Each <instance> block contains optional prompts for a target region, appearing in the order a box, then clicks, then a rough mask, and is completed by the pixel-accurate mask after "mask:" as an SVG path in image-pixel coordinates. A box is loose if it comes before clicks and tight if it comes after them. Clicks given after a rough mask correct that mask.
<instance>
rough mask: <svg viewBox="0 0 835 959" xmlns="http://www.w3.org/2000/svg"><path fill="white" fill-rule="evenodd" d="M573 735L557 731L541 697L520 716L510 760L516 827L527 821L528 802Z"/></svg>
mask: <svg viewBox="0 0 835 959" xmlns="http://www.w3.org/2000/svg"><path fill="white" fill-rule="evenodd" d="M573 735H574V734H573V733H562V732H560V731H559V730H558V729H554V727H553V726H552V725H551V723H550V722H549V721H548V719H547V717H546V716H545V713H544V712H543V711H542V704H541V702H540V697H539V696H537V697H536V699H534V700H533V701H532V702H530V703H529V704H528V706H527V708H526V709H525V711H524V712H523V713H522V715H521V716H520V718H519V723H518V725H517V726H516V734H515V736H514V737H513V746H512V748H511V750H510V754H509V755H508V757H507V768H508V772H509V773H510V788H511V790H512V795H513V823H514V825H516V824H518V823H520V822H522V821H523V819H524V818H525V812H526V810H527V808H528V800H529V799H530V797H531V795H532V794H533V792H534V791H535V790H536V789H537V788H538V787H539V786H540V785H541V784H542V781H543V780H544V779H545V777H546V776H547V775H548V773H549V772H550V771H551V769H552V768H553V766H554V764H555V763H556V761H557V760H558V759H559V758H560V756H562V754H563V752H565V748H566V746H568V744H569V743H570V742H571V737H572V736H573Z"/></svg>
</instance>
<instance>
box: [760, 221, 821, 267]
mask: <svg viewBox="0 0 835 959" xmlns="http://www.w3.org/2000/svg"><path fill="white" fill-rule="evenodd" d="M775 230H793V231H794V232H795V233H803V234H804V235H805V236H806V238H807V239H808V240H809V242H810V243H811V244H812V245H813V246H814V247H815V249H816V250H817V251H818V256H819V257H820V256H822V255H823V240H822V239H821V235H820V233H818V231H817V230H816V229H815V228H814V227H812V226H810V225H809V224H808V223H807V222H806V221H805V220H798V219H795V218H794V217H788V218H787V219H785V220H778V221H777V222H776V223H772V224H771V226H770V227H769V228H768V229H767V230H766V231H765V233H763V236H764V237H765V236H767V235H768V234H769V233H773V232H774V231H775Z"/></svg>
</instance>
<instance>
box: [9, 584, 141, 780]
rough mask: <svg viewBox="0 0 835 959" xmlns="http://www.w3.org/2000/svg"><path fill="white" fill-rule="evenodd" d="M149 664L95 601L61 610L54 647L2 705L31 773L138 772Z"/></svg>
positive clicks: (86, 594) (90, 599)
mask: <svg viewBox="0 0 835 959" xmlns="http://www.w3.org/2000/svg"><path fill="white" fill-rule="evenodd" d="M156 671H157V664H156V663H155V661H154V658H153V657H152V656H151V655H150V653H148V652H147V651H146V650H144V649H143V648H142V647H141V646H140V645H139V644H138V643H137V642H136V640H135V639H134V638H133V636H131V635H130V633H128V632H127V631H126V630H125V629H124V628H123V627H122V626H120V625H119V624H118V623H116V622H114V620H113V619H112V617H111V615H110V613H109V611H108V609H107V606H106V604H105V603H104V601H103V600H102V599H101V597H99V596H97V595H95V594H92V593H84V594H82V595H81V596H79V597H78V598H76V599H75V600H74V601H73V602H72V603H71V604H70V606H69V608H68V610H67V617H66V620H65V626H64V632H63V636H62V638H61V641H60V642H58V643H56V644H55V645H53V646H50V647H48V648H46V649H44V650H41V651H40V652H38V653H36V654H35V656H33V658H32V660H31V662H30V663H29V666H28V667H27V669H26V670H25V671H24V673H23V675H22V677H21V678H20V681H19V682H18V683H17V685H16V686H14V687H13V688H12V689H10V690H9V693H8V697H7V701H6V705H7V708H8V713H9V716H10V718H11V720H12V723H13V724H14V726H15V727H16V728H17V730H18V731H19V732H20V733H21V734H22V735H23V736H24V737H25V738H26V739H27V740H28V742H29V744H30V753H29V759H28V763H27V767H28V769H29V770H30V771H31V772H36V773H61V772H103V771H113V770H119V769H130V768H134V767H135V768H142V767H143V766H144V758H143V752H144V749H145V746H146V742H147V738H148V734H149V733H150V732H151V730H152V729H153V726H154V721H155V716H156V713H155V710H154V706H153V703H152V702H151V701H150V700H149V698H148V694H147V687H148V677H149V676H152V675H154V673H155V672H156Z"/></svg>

TASK STATEMENT:
Return each line above precisely as written.

RESULT FOR THIS EXERCISE:
Each <instance> block contains optional prompts for a target region, appearing in the order a box, then clicks, then a rough mask, and is completed by the pixel-accurate mask after "mask:" as an SVG path in image-pixel coordinates. A box is loose if it comes before clicks and tight if it comes after them. Clicks given after a rough mask correct that mask.
<instance>
rough mask: <svg viewBox="0 0 835 959" xmlns="http://www.w3.org/2000/svg"><path fill="white" fill-rule="evenodd" d="M573 735L557 731L541 697L520 716L510 760L516 827L527 821L528 802Z"/></svg>
mask: <svg viewBox="0 0 835 959" xmlns="http://www.w3.org/2000/svg"><path fill="white" fill-rule="evenodd" d="M573 735H574V734H573V733H562V732H560V731H559V730H558V729H554V727H553V726H552V725H551V723H550V722H549V721H548V719H547V717H546V716H545V713H544V712H543V711H542V704H541V702H540V697H539V696H537V697H536V699H534V700H533V701H532V702H530V703H529V704H528V706H527V708H526V709H525V711H524V712H523V713H522V715H521V716H520V718H519V723H518V725H517V726H516V734H515V736H514V737H513V746H512V748H511V750H510V754H509V755H508V757H507V768H508V772H509V773H510V788H511V790H512V795H513V823H514V825H516V824H518V823H520V822H522V821H523V819H524V818H525V812H526V810H527V808H528V800H529V799H530V797H531V795H532V794H533V792H534V791H535V790H536V789H537V788H538V787H539V786H540V785H541V784H542V781H543V780H544V779H545V777H546V776H547V775H548V773H549V772H550V771H551V769H552V768H553V766H554V764H555V763H556V761H557V760H558V759H559V758H560V756H562V754H563V752H565V748H566V746H568V744H569V743H570V742H571V737H572V736H573Z"/></svg>
</instance>
<instance>
box: [760, 221, 821, 267]
mask: <svg viewBox="0 0 835 959" xmlns="http://www.w3.org/2000/svg"><path fill="white" fill-rule="evenodd" d="M775 230H793V231H794V232H795V233H803V234H804V235H805V236H806V238H807V239H808V240H809V242H810V243H811V244H812V245H813V246H814V247H815V249H816V250H817V251H818V256H819V257H820V256H822V255H823V240H822V239H821V235H820V233H818V231H817V230H816V229H815V228H814V227H812V226H810V225H809V224H808V223H807V222H806V221H805V220H798V219H795V218H794V217H788V218H787V219H785V220H778V221H777V222H776V223H772V224H771V226H770V227H769V228H768V229H767V230H766V231H765V233H763V236H764V237H765V236H767V235H768V234H769V233H773V232H774V231H775Z"/></svg>
</instance>
<instance>
box: [9, 584, 141, 780]
rough mask: <svg viewBox="0 0 835 959" xmlns="http://www.w3.org/2000/svg"><path fill="white" fill-rule="evenodd" d="M149 664L95 601L61 610L54 647L2 705L31 773L138 772Z"/></svg>
positive clicks: (86, 594) (90, 599)
mask: <svg viewBox="0 0 835 959" xmlns="http://www.w3.org/2000/svg"><path fill="white" fill-rule="evenodd" d="M156 671H157V664H156V663H155V661H154V658H153V657H152V656H151V655H150V653H148V652H147V651H146V650H144V649H143V648H142V647H141V646H140V645H139V644H138V643H137V642H136V640H135V639H134V638H133V636H131V635H130V633H128V632H127V631H126V630H125V629H124V628H123V627H122V626H120V625H119V624H118V623H116V622H114V620H113V619H112V617H111V615H110V613H109V611H108V609H107V606H106V604H105V603H104V601H103V600H102V599H101V597H99V596H97V595H95V594H92V593H84V594H82V595H81V596H79V597H78V598H76V599H75V600H74V601H73V602H72V603H71V604H70V606H69V608H68V610H67V617H66V620H65V626H64V632H63V636H62V638H61V641H60V642H58V643H56V644H55V645H53V646H50V647H48V648H46V649H44V650H41V651H40V652H38V653H36V654H35V656H33V658H32V660H31V662H30V663H29V666H28V667H27V669H26V670H25V671H24V673H23V675H22V677H21V678H20V681H19V682H18V683H17V685H16V686H14V687H13V688H12V689H10V690H9V693H8V697H7V701H6V705H7V708H8V713H9V716H10V718H11V720H12V723H13V724H14V726H15V727H16V728H17V730H18V731H19V732H20V733H21V734H22V735H23V736H24V737H25V738H26V739H27V740H28V742H29V744H30V753H29V759H28V763H27V767H28V769H29V770H30V771H31V772H36V773H61V772H103V771H113V770H119V769H130V768H134V767H135V768H142V767H143V766H144V758H143V752H144V749H145V746H146V742H147V738H148V734H149V733H150V732H151V730H152V729H153V726H154V721H155V716H156V713H155V710H154V706H153V703H152V702H151V701H150V700H149V698H148V694H147V687H148V677H149V676H152V675H154V673H155V672H156Z"/></svg>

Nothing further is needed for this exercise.